◆ WORK TO COMPLETE
Entries in the following listing are to be copied exactly as they stand.
:::
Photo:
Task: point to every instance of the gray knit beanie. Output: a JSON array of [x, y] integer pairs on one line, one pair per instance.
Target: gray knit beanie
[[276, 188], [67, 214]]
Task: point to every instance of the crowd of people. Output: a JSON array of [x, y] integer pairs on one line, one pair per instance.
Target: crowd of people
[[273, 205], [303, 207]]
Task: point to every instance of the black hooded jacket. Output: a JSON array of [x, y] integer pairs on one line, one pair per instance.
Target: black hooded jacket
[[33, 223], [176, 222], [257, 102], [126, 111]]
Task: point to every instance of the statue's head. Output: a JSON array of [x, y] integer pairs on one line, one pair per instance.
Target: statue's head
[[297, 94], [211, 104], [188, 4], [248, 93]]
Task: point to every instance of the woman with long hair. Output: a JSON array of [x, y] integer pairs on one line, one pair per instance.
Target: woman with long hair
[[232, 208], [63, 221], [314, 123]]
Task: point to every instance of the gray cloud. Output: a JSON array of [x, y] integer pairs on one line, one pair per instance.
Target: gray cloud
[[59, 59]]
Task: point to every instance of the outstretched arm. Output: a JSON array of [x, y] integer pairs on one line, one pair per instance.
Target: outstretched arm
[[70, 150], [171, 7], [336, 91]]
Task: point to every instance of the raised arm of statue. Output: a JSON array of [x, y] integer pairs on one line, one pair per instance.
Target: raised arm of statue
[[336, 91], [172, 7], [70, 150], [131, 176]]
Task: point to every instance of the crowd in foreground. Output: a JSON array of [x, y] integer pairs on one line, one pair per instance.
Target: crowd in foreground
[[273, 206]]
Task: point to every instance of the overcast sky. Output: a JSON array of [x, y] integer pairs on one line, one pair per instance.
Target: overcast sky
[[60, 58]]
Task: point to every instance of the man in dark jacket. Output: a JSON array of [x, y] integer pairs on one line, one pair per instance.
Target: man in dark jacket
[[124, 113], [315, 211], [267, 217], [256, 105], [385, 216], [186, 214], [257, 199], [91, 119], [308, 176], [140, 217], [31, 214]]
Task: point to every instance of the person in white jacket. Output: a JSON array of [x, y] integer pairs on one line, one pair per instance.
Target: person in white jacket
:::
◆ REPLY TO THE TASK
Photo:
Task: point to every instance of the gray knit beanie. Output: a JSON array of [x, y] integer pairs on one line, one pair per instance.
Target: gray knit beanie
[[276, 188], [67, 214]]
Task: point to every instance of the crowd of people. Output: a JSON array of [x, y] integer pairs on one line, one pair per instance.
Target: crowd of people
[[273, 205], [303, 207]]
Task: point to every instance of the black hooded jacket. Output: a JSON array of [x, y] integer pairs on one line, one pair per instance.
Target: black hooded jacket
[[33, 223], [176, 222], [257, 102], [126, 111]]
Task: point to every instance of the statue's head. Output: a JSON array of [x, y] integer pairs on one line, one pair per instance.
Target: statue's head
[[297, 94], [211, 104], [188, 4], [248, 93]]
Task: point to every instance of the woman with long hair. Output: a JSON array of [x, y] integer pairs on one line, one pair per instance.
Target: woman with long hair
[[232, 208], [63, 221], [314, 123]]
Task: point to every instance of the gray cloud. Output: a JSON array of [x, y] integer pairs on one line, one pair per instance.
Target: gray cloud
[[59, 59]]
Task: point to every instance of the outstretched arm. Output: a JSON array of [x, y] integer pairs on one line, one pair per instance.
Target: outstretched arm
[[70, 150], [171, 7], [336, 91]]
Task: point to every instance of the raised arm of statue. Output: a JSON array of [x, y] integer pairs on one line, one pair per instance.
Target: raised arm of statue
[[336, 91], [172, 7], [70, 150], [131, 176]]
Task: point to every instance of the crowd in foreground. Output: a JSON array of [x, y] integer pairs on one line, one pair per instance.
Target: crowd in foreground
[[273, 206]]
Task: point to every instance of the overcast sky. Output: a JSON array of [x, y] integer pairs on one line, one pair per instance.
Target: overcast sky
[[60, 58]]
Task: point to every instance of the man in dark jacket. Output: a JSON array of [x, y] integer pairs on one line, one pair per instance.
Target: man in dark jacket
[[124, 113], [315, 211], [267, 217], [256, 105], [385, 216], [186, 214], [257, 199], [91, 119], [308, 176], [140, 217], [31, 214]]
Task: point to every instance of the person in white jacket. Output: a JSON array of [x, y] integer pairs on one line, one pair per instance.
Target: person in white jacket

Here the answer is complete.